──────── PROVIDED DATA

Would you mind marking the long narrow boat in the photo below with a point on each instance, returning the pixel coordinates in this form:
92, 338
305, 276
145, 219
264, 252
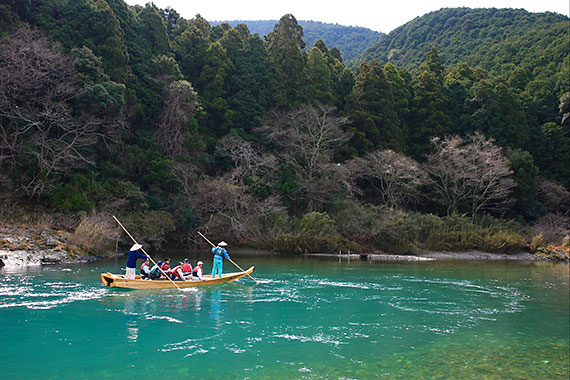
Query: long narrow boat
118, 281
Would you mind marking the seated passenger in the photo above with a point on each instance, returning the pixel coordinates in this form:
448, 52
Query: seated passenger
166, 265
145, 270
186, 268
198, 272
177, 274
155, 272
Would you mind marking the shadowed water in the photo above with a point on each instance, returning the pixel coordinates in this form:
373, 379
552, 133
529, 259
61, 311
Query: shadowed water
306, 319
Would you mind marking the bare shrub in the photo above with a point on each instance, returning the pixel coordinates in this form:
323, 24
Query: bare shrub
395, 178
553, 196
470, 175
553, 227
96, 234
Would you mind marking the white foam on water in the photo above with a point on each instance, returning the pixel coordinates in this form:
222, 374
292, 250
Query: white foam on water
38, 301
318, 338
343, 284
198, 351
164, 317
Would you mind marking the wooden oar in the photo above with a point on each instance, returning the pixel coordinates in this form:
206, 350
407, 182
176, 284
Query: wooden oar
147, 255
199, 233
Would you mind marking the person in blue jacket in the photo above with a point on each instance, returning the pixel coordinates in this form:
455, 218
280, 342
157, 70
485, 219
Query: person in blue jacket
134, 254
219, 253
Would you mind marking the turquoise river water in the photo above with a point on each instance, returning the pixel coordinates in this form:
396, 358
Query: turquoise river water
307, 318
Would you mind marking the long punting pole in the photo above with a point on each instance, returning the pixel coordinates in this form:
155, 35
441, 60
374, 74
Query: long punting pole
199, 233
147, 255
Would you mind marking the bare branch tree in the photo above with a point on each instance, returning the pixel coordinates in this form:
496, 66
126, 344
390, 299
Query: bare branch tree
473, 173
251, 166
396, 178
40, 134
174, 121
306, 140
245, 216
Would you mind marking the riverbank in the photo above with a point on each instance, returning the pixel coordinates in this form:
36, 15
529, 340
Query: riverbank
431, 256
36, 246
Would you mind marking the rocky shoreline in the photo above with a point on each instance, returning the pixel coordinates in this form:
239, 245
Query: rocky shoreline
36, 246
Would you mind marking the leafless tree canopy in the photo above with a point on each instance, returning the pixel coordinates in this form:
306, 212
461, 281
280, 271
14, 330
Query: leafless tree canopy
241, 214
251, 166
40, 135
396, 178
173, 125
470, 175
306, 140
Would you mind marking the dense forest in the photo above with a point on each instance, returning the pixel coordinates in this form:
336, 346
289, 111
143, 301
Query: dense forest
351, 41
175, 124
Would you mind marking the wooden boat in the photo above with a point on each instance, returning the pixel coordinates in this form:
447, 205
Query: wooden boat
118, 281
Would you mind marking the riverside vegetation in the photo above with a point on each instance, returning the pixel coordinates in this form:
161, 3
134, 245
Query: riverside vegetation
174, 125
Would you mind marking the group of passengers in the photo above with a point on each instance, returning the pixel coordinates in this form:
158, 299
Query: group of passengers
181, 272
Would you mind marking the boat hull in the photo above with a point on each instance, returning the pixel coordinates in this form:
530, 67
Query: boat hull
118, 281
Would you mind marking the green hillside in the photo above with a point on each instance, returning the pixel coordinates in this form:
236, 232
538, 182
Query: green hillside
351, 41
174, 125
494, 39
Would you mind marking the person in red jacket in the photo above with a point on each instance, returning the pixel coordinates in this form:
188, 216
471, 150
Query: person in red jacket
166, 265
186, 268
176, 273
198, 273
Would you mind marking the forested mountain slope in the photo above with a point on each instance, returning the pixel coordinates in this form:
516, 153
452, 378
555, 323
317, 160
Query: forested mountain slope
351, 41
494, 39
175, 124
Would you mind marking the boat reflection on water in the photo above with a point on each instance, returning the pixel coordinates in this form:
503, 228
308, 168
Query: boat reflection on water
216, 308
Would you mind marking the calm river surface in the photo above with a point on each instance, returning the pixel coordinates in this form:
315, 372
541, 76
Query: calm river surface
308, 318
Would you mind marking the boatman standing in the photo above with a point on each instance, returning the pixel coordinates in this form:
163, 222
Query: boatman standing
219, 253
134, 254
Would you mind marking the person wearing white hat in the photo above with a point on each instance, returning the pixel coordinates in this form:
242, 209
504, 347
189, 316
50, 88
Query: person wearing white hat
219, 253
198, 272
134, 254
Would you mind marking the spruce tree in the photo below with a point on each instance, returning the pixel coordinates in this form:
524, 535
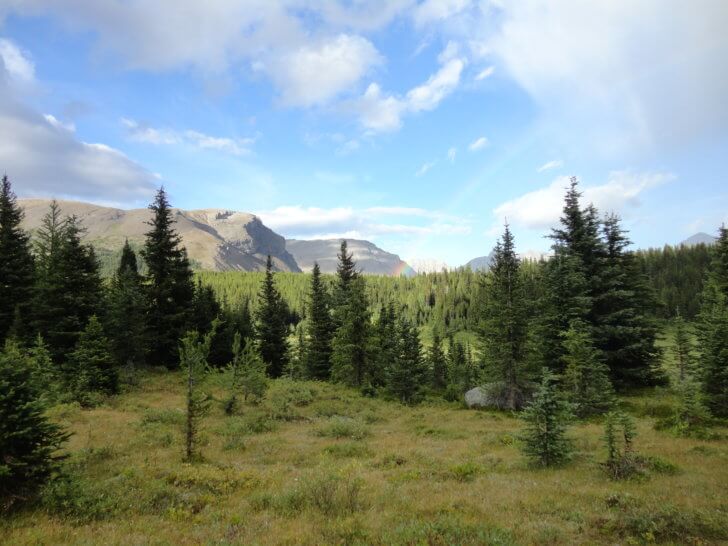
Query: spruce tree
622, 329
169, 286
713, 333
682, 349
351, 350
408, 374
320, 329
28, 440
437, 363
126, 314
547, 416
91, 369
69, 287
586, 377
271, 327
16, 264
193, 360
503, 324
384, 344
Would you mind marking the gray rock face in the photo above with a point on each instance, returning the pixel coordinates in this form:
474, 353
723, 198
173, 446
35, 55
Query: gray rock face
370, 259
477, 398
216, 239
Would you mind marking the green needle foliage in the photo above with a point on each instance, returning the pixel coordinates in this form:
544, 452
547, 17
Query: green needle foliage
28, 440
547, 417
193, 358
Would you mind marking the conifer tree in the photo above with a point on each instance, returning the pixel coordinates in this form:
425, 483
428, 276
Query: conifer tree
193, 360
91, 368
437, 363
544, 438
621, 327
351, 351
586, 377
127, 312
384, 345
714, 331
503, 325
682, 349
169, 286
271, 328
408, 373
28, 440
320, 329
69, 287
16, 264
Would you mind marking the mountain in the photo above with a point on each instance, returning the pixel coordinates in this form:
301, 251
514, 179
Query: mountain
428, 265
215, 239
699, 239
369, 258
482, 263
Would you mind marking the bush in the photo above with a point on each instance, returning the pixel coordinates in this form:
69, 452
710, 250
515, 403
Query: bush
343, 427
28, 440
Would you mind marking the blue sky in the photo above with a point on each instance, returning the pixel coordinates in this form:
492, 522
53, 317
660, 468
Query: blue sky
420, 126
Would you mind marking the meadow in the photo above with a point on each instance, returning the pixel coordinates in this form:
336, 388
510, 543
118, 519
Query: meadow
316, 463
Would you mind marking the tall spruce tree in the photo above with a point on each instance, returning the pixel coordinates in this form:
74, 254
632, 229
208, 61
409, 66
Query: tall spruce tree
16, 264
91, 367
351, 355
586, 377
271, 326
503, 324
622, 329
320, 329
69, 287
126, 314
437, 362
408, 373
169, 286
547, 416
28, 440
713, 333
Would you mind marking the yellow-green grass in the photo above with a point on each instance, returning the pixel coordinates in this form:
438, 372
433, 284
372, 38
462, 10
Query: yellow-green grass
345, 469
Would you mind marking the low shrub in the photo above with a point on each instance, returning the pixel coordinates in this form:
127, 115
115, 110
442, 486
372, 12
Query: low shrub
343, 427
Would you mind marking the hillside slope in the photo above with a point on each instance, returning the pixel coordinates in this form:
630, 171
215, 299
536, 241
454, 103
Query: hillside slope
215, 239
370, 259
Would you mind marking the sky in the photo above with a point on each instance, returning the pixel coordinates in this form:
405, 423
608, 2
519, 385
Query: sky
422, 126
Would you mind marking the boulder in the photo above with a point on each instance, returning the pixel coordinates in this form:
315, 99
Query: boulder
477, 398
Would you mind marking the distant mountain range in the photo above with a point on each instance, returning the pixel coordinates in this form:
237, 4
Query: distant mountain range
370, 259
699, 239
216, 239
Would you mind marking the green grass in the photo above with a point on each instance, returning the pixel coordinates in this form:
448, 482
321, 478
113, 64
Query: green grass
331, 467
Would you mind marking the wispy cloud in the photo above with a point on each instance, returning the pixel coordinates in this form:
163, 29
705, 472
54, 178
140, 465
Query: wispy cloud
540, 209
479, 144
425, 168
553, 164
141, 132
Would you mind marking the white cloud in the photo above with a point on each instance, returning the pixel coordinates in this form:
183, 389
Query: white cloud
624, 77
17, 63
143, 133
315, 222
553, 164
53, 120
434, 11
425, 167
380, 113
315, 74
478, 144
485, 73
540, 209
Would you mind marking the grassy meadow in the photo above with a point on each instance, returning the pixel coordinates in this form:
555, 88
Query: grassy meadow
317, 463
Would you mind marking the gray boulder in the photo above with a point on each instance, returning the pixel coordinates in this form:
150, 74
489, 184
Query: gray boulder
477, 398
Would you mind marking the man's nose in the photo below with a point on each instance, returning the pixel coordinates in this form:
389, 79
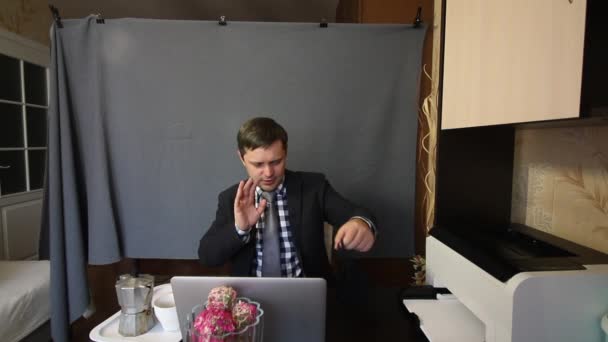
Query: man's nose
268, 171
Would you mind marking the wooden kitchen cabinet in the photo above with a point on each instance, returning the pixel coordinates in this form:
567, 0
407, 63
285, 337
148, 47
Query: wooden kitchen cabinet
511, 61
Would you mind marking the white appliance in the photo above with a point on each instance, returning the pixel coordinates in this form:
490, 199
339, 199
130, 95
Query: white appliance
514, 285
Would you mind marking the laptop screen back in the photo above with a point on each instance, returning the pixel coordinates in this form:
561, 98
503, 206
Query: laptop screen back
294, 308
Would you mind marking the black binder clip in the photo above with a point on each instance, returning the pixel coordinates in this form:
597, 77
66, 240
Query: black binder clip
418, 20
56, 16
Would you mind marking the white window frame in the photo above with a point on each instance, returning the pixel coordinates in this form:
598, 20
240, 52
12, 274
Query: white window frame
25, 50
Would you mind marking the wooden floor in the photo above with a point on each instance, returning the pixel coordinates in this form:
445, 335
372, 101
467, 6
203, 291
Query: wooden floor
366, 309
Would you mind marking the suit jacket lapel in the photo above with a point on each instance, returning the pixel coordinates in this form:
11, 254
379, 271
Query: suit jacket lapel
293, 183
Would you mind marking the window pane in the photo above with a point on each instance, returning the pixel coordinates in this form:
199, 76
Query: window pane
37, 163
35, 84
10, 81
36, 127
12, 172
11, 125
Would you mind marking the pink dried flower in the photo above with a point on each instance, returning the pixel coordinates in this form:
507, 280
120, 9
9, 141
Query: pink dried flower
243, 314
221, 297
214, 322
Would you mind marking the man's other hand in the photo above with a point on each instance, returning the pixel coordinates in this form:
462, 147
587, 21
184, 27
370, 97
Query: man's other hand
356, 235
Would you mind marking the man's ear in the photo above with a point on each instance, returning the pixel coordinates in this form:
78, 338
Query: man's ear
238, 153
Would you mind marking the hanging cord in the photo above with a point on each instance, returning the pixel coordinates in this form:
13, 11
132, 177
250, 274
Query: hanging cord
418, 19
428, 144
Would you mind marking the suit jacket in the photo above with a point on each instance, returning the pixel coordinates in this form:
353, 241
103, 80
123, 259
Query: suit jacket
311, 201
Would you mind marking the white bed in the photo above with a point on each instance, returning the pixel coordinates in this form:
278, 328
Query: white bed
24, 298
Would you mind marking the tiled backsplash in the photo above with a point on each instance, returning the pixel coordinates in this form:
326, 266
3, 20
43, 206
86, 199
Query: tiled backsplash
560, 183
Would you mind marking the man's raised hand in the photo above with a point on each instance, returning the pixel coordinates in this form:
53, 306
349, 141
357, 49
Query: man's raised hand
245, 212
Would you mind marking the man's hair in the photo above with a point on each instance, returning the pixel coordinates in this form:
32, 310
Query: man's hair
260, 132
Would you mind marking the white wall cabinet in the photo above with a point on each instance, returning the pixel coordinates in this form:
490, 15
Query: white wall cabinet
511, 61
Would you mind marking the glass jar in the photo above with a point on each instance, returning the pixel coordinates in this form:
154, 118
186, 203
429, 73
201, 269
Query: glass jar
250, 333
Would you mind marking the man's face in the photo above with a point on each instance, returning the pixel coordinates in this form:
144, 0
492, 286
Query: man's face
266, 165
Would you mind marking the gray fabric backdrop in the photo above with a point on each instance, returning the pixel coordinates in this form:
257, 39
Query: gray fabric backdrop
143, 122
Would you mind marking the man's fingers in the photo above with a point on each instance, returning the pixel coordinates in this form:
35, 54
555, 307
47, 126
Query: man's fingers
338, 239
247, 187
239, 194
261, 207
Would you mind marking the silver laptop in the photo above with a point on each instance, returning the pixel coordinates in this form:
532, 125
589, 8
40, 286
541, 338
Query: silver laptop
294, 308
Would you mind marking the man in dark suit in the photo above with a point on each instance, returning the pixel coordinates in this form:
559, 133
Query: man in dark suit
303, 201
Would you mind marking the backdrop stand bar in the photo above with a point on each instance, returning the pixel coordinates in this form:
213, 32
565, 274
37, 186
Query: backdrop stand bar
56, 16
418, 19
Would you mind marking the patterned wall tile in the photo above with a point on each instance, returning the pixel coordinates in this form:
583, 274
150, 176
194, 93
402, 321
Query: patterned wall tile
27, 18
560, 183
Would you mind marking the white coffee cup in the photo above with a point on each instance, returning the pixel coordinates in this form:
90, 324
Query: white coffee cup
164, 309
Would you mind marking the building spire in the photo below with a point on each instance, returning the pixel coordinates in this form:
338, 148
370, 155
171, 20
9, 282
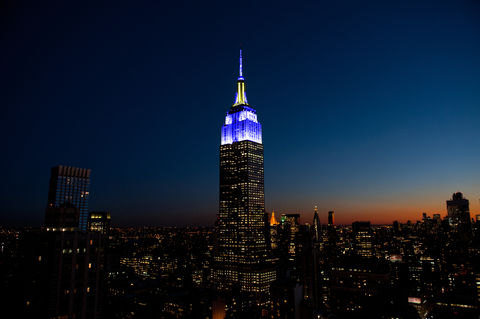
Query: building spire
241, 96
240, 74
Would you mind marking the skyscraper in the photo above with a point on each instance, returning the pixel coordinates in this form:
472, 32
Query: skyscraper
331, 218
458, 214
316, 225
242, 253
69, 188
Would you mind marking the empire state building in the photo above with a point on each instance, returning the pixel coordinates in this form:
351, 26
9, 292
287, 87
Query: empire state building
242, 254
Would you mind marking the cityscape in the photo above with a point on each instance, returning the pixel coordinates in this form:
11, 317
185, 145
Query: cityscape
244, 259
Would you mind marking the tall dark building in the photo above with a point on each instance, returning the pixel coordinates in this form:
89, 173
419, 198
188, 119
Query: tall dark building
362, 233
242, 253
331, 218
99, 221
69, 188
458, 215
316, 225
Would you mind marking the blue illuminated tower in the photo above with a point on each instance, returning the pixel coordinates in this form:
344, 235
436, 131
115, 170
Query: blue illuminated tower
242, 254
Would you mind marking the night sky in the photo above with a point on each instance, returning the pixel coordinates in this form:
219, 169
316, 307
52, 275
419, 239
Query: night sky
369, 108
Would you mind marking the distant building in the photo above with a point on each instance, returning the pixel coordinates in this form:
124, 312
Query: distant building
362, 233
331, 218
458, 214
316, 225
69, 188
99, 221
242, 251
66, 217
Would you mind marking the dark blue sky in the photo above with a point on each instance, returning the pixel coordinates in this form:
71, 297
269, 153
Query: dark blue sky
369, 108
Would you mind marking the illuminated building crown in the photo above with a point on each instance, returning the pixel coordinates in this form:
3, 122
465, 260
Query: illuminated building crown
241, 122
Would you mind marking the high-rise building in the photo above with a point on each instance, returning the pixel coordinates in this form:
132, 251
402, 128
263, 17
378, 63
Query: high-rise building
69, 188
242, 253
316, 225
458, 215
331, 218
99, 221
362, 233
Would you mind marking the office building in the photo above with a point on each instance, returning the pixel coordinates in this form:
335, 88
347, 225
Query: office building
69, 188
99, 221
242, 251
458, 215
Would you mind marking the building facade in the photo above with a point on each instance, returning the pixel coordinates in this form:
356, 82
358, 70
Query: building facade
69, 188
242, 260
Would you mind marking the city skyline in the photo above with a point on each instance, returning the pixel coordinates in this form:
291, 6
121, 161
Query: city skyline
356, 124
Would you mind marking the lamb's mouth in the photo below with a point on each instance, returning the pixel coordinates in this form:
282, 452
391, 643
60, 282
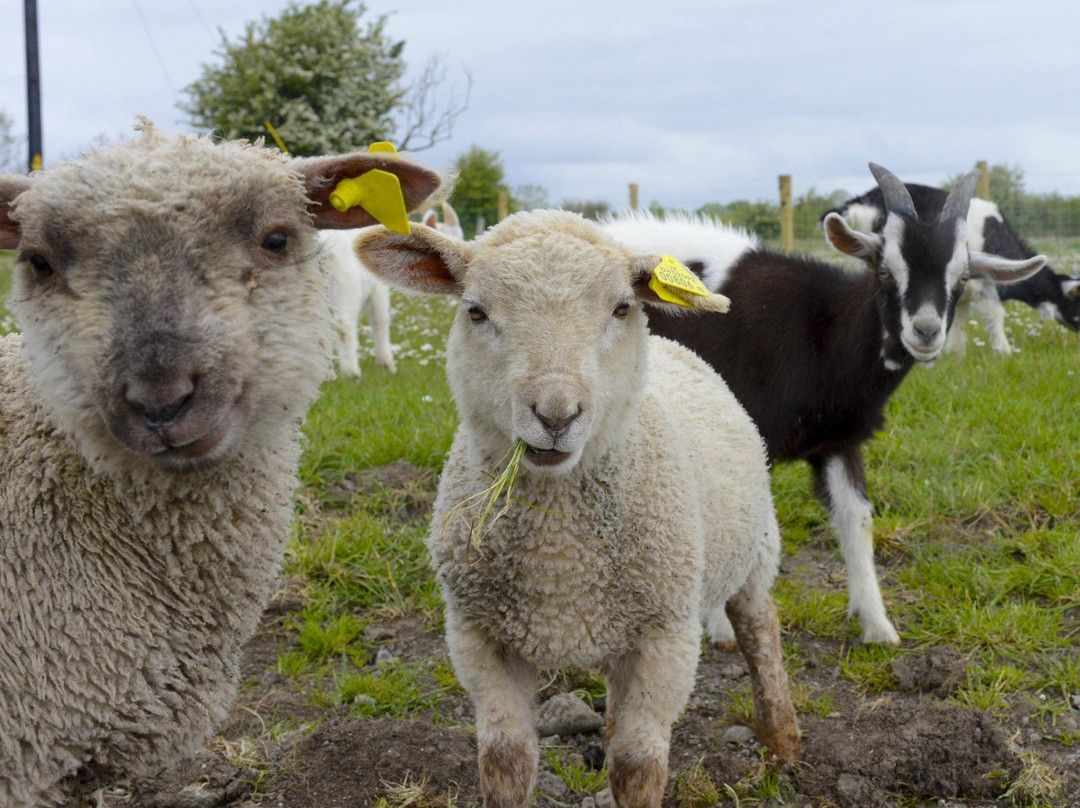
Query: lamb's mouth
545, 457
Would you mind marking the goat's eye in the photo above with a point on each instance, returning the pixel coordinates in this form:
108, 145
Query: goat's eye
41, 266
275, 241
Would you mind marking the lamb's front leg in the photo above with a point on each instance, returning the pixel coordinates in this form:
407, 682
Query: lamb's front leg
841, 484
502, 687
647, 690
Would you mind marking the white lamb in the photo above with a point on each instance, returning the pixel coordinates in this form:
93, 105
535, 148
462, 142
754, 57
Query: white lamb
643, 498
175, 331
354, 292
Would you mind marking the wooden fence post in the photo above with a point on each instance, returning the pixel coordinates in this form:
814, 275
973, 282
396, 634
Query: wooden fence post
983, 189
786, 215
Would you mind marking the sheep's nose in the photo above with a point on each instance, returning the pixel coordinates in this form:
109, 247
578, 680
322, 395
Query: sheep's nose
160, 403
927, 330
555, 427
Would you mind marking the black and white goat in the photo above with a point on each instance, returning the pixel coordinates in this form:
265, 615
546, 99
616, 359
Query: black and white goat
1055, 296
813, 351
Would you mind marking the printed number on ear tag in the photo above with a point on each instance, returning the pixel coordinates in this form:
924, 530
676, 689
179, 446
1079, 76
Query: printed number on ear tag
675, 283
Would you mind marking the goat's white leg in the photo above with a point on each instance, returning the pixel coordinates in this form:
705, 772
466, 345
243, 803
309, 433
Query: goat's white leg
841, 484
502, 687
377, 308
987, 305
956, 340
647, 689
757, 631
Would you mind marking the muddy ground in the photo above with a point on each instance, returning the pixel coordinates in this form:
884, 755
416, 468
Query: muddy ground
902, 748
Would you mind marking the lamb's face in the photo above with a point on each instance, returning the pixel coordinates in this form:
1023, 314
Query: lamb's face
548, 346
171, 297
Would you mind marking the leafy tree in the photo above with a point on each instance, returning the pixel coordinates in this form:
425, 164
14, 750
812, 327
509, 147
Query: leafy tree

────────────────

WHAT IS NEEDED:
Begin with the line containing "Would you mind marking the muddy" and repeat each line exactly until the records above end.

RESPONSE TO THIS EXERCISE:
Would you mind marking the muddy ground in the photo above with a point on each instance, returning the pixel coordinates in this form:
884, 755
416, 468
Query: muddy ground
902, 748
Would you mind marking the lamb's face in the photo above with a point on each instance, returning the pixel coordinates in this form:
1023, 314
Query: lamb's face
548, 346
171, 297
Would you mind marking the leafy tree in the photo above with a point on each instance, returning the pixel coordinates in this form:
425, 164
14, 750
812, 327
509, 147
Query: leafy tree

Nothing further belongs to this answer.